--- Source passage ---
____

Visualizing Amazon CloudWatch Costs – Part 1
Amazon CloudWatch monitors your AWS resources and the applications you run on AWS in real-time. You can use CloudWatch to collect metrics, logs, traces, set up alarms, create synthetic checks, and more. The information you collect lets you observe, validate, and alert on areas of interest to you.
In this two-part post, we’ll explore a CloudWatch dashboard that you can deploy into your own account to get a real-time view of some typical main contributors to CloudWatch costs: log ingestion, log storage, custom metrics, and selected metrics API calls. The dashboard is designed to help you identify high cost areas, and see the impact of any changes made over time.
This dashboard will let you:
- Identify the main log group(s) contributing to ingestion and storage costs.
- Identify the main metric API calls contributing to costs.
- Make decisions around the value of this data to decide if you want to reduce the volume/retention.
- See the impact of configuration changes made to reduce costs.
In this first post, we’ll describe the different sections of the dashboard, show what each part of the dashboard might look like, and offer some suggestions for cost optimization. We’ll also explain how to deploy this dashboard into your own account using an AWS CloudFormation template. In part 2, we’ll give an overview of how the data was gathered so that you can learn how to create something similar, or modify the widgets to suit your needs.
High-level cost view
Once deployed, the first section of this dashboard shows high-level cost information to help you identify the main areas contributing to the costs, and the size of that contribution, by account, region, and usage type.
The following figure shows a widget providing (from left to right):
- Costs per-account (including any linked accounts if deployed in a payer account).
- Costs per-region for the current account.
- Costs per-region and usage type for the current account.
How do I use this data?
Use these high-level costs widgets to identify the account, region, and usage types that you’re interested in based on their impact on incurred costs. You can get more information from the remaining dashboard sections.
Note that the remainder of the dashboard focuses on the current account. Therefore, you must deploy the dashboard in the account of concern. The widgets show the data across all regions, so you can deploy the CloudFormation in any region.
The remainder of the dashboard will support your exploration into contributors in these areas (the related usage type is shown in bold):
- Log Event ingestion to CloudWatch Log Groups: <region>-DataProcessing-Bytes
- Log Group storage: <region>-TimedStorage-ByteHrs
- GetMetricData API call <region>-CW:GMD-Metrics
- Put Metric Data and Get Metric Statistics <region>-CW:Requests
If you want to see how the cost data changes over time, then you can see this in the AWS Cost Explorer console. To see only CloudWatch costs, choose to filter the Service to CloudWatch (AmazonCloudWatch). Then, you can use the appropriate Group by options of Linked Account, Region, or Usage Type.
Log ingestion – volume and events
This section of the dashboard shows data across all regions in the current AWS Account and shows log ingestion volume and the number of log events ingested. These are visualized as: a total volume/count for each region; a top 10 for log groups across all regions (as a pie chart over the last day); and top 10 log groups across all regions as a time chart over the time period of the dashboard. The following figure shows the log ingestion/volume widgets.
There are similar widgets on the dashboard for the number of log events ingested.

____

Dataset excerpts on object pointing
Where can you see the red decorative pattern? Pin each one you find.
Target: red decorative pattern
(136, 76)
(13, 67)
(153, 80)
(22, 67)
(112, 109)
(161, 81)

____

--- What you will do ---
1: In the CloudWatch cost post, which AWS console lets you see how the cost data changes over time?
2: Copy the CloudWatch cost post starting with "How do I use" and going on through "remaining dashboard sections.", replacing "usage types" with "service categories".

--- The results ---
1: The AWS Cost Explorer console.

2:
How do I use this data?
Use these high-level costs widgets to identify the account, region, and service categories that you’re interested in based on their impact on incurred costs. You can get more information from the remaining dashboard sections.